_What you have to do_
Select every line in the listing below that contains the word "roof" and copy each of those lines in full.

## begin

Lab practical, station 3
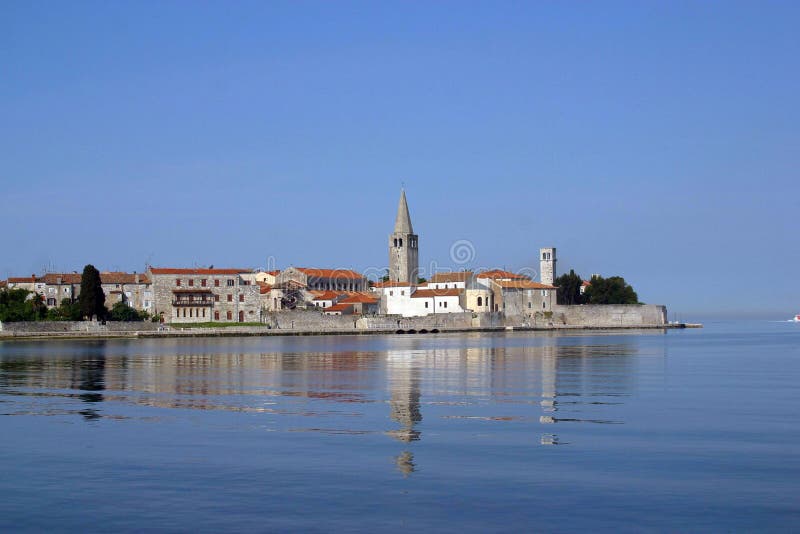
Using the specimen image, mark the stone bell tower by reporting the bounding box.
[539,248,556,285]
[389,189,419,285]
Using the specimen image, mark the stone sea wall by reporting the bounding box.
[0,305,667,338]
[0,321,158,334]
[553,304,667,328]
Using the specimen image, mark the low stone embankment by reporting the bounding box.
[0,305,670,339]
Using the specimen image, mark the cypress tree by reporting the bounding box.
[78,264,107,319]
[553,269,583,305]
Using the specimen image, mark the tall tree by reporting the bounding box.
[553,269,584,305]
[78,264,108,319]
[584,276,639,304]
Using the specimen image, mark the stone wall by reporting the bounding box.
[552,304,667,328]
[0,321,159,334]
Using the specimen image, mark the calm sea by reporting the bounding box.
[0,322,800,533]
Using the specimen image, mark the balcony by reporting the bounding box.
[172,289,214,306]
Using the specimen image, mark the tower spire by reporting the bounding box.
[394,189,414,234]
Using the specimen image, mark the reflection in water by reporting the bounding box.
[386,351,422,443]
[394,451,416,478]
[0,334,652,458]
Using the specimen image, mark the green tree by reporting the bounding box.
[78,264,108,319]
[553,269,584,305]
[47,299,81,321]
[584,276,639,304]
[110,302,144,322]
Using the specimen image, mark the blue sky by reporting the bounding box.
[0,1,800,317]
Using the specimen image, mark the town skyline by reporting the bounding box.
[0,2,800,319]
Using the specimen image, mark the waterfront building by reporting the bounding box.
[389,190,419,284]
[148,267,261,323]
[539,247,558,286]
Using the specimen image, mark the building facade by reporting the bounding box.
[539,247,558,286]
[148,267,261,323]
[389,191,419,284]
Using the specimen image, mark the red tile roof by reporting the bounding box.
[8,276,37,284]
[100,272,150,284]
[411,289,462,299]
[323,304,353,312]
[310,291,341,301]
[493,280,556,289]
[372,280,411,288]
[478,269,530,280]
[428,271,472,284]
[340,292,378,304]
[297,267,364,280]
[41,273,82,285]
[150,267,252,275]
[257,282,272,295]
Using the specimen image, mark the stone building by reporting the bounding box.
[491,280,556,317]
[148,267,261,323]
[41,273,82,308]
[9,271,153,311]
[539,247,558,286]
[99,271,153,313]
[389,191,419,284]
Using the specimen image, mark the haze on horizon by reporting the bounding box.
[0,1,800,319]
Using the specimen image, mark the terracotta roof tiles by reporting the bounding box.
[411,289,462,299]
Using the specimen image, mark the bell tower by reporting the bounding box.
[389,189,419,285]
[539,248,556,285]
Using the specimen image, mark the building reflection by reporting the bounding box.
[0,334,640,456]
[386,351,422,443]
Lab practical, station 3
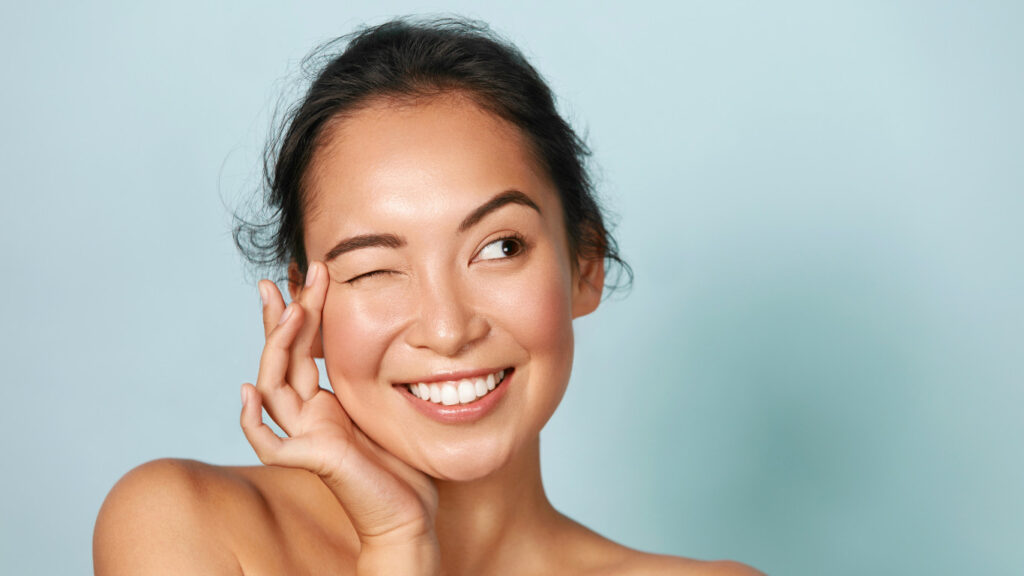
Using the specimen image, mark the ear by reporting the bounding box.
[572,256,604,318]
[288,262,324,358]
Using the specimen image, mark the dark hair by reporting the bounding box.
[233,18,632,289]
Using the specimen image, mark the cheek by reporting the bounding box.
[322,287,409,383]
[486,249,572,360]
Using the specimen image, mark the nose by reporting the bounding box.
[406,270,490,357]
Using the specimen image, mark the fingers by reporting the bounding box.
[240,383,284,464]
[256,302,303,435]
[288,262,330,400]
[257,280,285,337]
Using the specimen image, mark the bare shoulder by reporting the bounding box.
[93,459,356,576]
[92,459,249,575]
[618,550,764,576]
[563,519,764,576]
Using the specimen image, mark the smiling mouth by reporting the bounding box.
[404,368,512,406]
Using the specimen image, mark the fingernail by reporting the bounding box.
[278,303,295,325]
[256,283,269,307]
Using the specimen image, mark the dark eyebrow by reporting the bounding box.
[324,190,541,262]
[459,190,541,233]
[324,234,406,262]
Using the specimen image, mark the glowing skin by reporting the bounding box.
[296,96,600,481]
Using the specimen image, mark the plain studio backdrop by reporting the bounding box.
[0,1,1024,575]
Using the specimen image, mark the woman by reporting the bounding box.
[94,20,756,575]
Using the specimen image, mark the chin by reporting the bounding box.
[408,434,512,482]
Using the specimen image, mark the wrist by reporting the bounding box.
[355,534,441,576]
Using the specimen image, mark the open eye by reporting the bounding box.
[476,236,524,260]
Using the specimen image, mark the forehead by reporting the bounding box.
[305,94,560,233]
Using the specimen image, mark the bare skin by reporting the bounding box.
[94,94,758,576]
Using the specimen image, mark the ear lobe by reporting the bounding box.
[572,256,604,318]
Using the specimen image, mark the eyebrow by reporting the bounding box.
[324,190,541,262]
[459,190,541,233]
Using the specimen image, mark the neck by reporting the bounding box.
[435,439,564,575]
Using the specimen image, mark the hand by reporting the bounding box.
[241,262,437,565]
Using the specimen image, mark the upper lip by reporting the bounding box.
[399,368,509,384]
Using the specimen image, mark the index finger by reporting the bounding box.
[256,280,285,338]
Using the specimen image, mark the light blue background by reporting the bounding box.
[0,1,1024,575]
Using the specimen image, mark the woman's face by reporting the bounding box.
[304,94,603,480]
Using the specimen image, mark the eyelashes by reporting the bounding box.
[473,233,526,261]
[344,232,530,285]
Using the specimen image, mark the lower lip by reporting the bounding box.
[395,369,515,424]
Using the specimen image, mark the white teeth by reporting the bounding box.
[459,380,476,404]
[441,382,459,406]
[407,370,505,406]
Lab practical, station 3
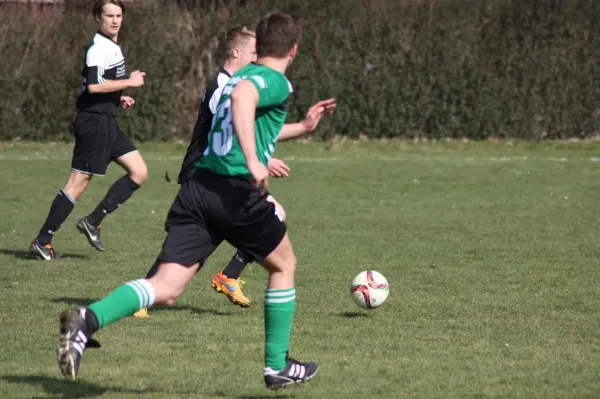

## end

_Response to the exercise_
Using the specimen image, mark the red tile roof by reporting the bounding box.
Using the specimen image, mark the terracotta roof tiles by reporting the bounding box.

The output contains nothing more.